> _Task statement_: Can you write out the whole listing exactly?

> _Data extract_:
□ □ □
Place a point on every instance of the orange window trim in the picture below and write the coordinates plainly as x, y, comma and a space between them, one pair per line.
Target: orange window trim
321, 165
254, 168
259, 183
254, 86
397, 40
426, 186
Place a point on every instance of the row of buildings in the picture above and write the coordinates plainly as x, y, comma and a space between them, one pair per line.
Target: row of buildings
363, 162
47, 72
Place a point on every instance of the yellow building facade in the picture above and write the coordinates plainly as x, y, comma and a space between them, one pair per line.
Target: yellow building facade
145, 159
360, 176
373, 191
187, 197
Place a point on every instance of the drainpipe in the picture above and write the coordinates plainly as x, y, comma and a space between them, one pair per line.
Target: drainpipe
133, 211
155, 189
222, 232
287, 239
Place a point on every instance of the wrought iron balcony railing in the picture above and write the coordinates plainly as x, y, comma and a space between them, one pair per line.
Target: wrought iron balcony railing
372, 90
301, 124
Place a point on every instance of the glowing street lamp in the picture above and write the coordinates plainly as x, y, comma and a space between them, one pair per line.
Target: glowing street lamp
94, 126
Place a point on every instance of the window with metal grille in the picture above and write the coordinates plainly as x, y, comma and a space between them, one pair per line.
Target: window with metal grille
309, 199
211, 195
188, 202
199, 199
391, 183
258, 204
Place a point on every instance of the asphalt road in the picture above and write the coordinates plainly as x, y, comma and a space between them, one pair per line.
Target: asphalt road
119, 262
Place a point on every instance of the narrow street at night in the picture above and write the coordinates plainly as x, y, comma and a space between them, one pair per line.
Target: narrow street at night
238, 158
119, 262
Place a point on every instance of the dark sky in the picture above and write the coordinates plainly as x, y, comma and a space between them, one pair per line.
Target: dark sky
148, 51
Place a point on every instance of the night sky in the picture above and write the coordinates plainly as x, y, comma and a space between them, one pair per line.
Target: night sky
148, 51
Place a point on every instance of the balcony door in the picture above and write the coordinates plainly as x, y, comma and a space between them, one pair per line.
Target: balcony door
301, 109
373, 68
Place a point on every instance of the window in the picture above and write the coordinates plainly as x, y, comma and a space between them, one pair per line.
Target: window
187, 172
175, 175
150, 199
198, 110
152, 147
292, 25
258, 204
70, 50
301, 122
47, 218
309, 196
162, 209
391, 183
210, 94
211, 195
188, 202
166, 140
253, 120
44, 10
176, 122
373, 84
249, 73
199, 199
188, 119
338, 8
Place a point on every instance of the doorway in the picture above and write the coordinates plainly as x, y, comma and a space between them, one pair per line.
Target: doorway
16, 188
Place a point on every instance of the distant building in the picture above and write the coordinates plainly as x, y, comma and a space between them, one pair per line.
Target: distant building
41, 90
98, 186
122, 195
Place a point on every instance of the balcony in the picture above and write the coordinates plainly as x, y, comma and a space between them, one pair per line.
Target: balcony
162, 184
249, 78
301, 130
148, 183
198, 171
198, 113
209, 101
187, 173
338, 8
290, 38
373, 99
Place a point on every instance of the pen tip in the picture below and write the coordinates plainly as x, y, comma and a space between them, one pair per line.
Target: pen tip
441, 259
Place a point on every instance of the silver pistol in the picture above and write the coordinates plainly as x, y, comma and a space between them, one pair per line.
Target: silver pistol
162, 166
□ □ □
> _Response_:
Place a point on every instance of the orange window trim in the picture below and write the coordinates plainly as x, y, comma and a space between them, one pair per line.
Target: orange window trim
321, 165
254, 168
259, 183
254, 86
397, 40
426, 186
Place a point on every instance of the row of buildings in the picture above and write the coordinates plainly as x, y, comma and a space between them, one pair per line.
Target: row of buildings
363, 162
47, 72
Place a point on every instance of the yellow building facade in the picture above and write the coordinates plainly as x, y, comma and a space between them, one pair per line.
Target: yellow building facade
145, 159
360, 176
373, 191
187, 197
Place a point on every instance of the drainpipe in the picture above and write the coordinates plainly as x, y, comma and a space between them, one pair per line.
Target: drainpipe
133, 211
155, 189
222, 232
287, 239
Place a point on every instance of the wrought iron balcony railing in the picture above and write the coordinates plainly as x, y, comma and a space between them, one pair per line.
Target: wrought iron balcony railing
372, 90
301, 124
Place a point on every instance of the glowing street lamp in the picture above and write the coordinates plainly as x, y, comma and a space between them, one pair per line.
Target: glowing street lamp
94, 126
Place a point on every instance of the window with metal grille in the picture above and write the coordinates plainly as x, y, comma and a space between them, one pair per line.
Target: window with metal grille
309, 199
211, 195
188, 202
199, 199
391, 183
258, 204
Place a point on every instance of the asphalt road in the picture above and write the coordinates plainly as x, y, comma and a space between them, one pair per line.
Target: asphalt road
119, 262
Place a point on every instance of the narrow street at night in the picture above and write the coordinates plainly as x, y, comma and a space between them, one pair per line.
Target: narrow street at night
238, 158
119, 262
Place a point on every instance of the dark sky in the picture above and write the coordinates plainly as x, y, comma and a space between them, one pair per line.
Target: dark sky
148, 51
Place a point on every instance of the night sky in the picture above and write the coordinates plainly as x, y, comma and a space between them, one pair per line.
Target: night sky
148, 51
Place a point on every instance of the balcony door in the picture above and write the coordinates plainly as x, y, comma and a space between them, one pair per line.
Target: balcony door
301, 109
373, 68
Place a point on every instance of the window in the picture above and write the coordinates plainly as x, y, comma and a space between them, one pair per line.
Target: window
187, 172
175, 175
150, 199
198, 110
152, 147
292, 25
258, 204
70, 50
301, 122
47, 218
309, 196
162, 209
391, 183
210, 94
211, 195
188, 202
166, 140
253, 120
44, 10
176, 122
373, 84
249, 73
199, 199
188, 119
338, 8
Place a point on every instance of the doorway in the picture above and write the coordinates plainly as x, y, comma and a space between them, one pair per line.
Target: doorway
16, 188
Place a point on every instance of the distant building in the picture above and write the coordinates plainly as x, y, comma and a space between them, one pair per line.
Target: distant building
41, 90
98, 186
122, 195
Place a point on every instance of the balcony in the picture above and write the coordinates plainly as x, y, comma and a space between them, one pair per line.
Target: balcony
162, 184
249, 78
301, 130
148, 183
198, 171
198, 113
209, 101
187, 173
338, 8
290, 38
373, 99
Place a point on every instance of the pen tip in the picture below and write the coordinates plainly as x, y, comma and a space between them, one pair per line.
Target: pen tip
441, 259
Place a point on every instance of the silver pistol in the picture above and write the coordinates plainly as x, y, comma and a space between them, one pair per line.
Target: silver pistol
162, 166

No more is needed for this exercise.